What is asked: Set out the rows below as a numbered list with blank lines omitted, beginning at the row that contains "like [(578, 149)]." and continuing through the final row.

# # # #

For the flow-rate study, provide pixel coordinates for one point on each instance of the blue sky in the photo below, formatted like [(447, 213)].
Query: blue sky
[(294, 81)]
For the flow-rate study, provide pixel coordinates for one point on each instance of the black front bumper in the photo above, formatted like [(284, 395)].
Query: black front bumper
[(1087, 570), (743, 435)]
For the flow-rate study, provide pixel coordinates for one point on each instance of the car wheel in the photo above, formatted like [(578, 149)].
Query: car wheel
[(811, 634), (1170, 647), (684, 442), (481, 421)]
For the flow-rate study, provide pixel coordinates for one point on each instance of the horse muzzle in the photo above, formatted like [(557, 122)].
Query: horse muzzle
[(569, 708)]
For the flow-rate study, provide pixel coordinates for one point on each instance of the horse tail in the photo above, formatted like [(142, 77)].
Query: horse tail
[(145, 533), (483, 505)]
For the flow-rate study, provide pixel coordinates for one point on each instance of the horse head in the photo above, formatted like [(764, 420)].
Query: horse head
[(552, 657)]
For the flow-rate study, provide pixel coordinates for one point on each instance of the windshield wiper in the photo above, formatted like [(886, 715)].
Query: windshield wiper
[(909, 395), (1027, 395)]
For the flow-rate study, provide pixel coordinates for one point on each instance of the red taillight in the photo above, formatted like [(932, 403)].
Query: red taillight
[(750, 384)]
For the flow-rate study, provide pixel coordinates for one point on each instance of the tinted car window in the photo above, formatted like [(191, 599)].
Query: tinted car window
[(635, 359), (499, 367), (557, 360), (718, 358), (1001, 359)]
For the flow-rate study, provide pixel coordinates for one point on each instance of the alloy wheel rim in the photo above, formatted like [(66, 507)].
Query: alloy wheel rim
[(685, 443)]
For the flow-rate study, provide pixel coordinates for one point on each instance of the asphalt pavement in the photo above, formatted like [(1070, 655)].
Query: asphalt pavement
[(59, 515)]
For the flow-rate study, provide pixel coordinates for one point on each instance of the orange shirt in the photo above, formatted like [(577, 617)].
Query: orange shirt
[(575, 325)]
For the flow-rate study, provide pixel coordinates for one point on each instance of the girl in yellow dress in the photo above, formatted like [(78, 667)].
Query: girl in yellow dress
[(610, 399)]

# # # #

The answer:
1. For the flow-rate study, provide pixel coordinates for one point on each instance of the car wheel in the photo above, formatted like [(578, 149)].
2. Query: car wheel
3. [(811, 634), (1170, 647), (684, 442), (481, 421)]
4. For the flow-rate study, provide pixel coordinates for one point on each instance of the horse muzzle in the photo above, formatted like [(557, 122)].
5. Query: horse muzzle
6. [(569, 708)]
7. For the flow-rate study, provide pixel coordinates for one point on each instance of the horse tail in the photo above, formatted like [(142, 77)].
8. Query: horse tail
9. [(145, 533), (483, 505)]
10. For the flow-rate study, provide pixel coordinates for one point on each instance of the horse head in the photo above, formatted like [(764, 420)].
11. Query: horse head
12. [(552, 657)]
13. For the flow-rate study, provide pixel coordinates for one point on each instance of the windshield wiper in the photo above, formatted like [(886, 715)].
14. Query: windshield wiper
15. [(909, 395), (1027, 395)]
16. For the flow-rate study, provide pixel coordinates for one point on each instance of the red taillight in the photo above, formatted like [(932, 403)].
17. Query: red taillight
18. [(750, 384)]
19. For the flow-rate study, provide pixel coordinates for one point on each instance of the tinted car window in the photo above, formatted like [(191, 599)].
20. Query: tinted car window
21. [(635, 359), (499, 367), (557, 360), (718, 358), (1001, 359)]
22. For the flow-rate study, provide pixel coordinates for one point on each instance of the alloy wheel rim in the photo above, formatted like [(66, 507)].
23. Query: alloy wheel rim
24. [(685, 443)]
25. For the flow-rate study, provide pixel coordinates for one point on each instance of the asphalt pavement in the photo above, formatted like [(1070, 655)].
26. Query: asphalt pavement
27. [(59, 515)]
28. For the flow-rate study, provide pixel coordinates for one point on each instance of the orange shirt in the photo above, formatted like [(577, 617)].
29. Query: orange shirt
30. [(575, 325)]
31. For the flow-rate study, provide pixel coordinates for one point on each instance of the girl in yellow dress in the photo above, formatted like [(78, 667)].
32. Query: girl in yellow dress
33. [(610, 399)]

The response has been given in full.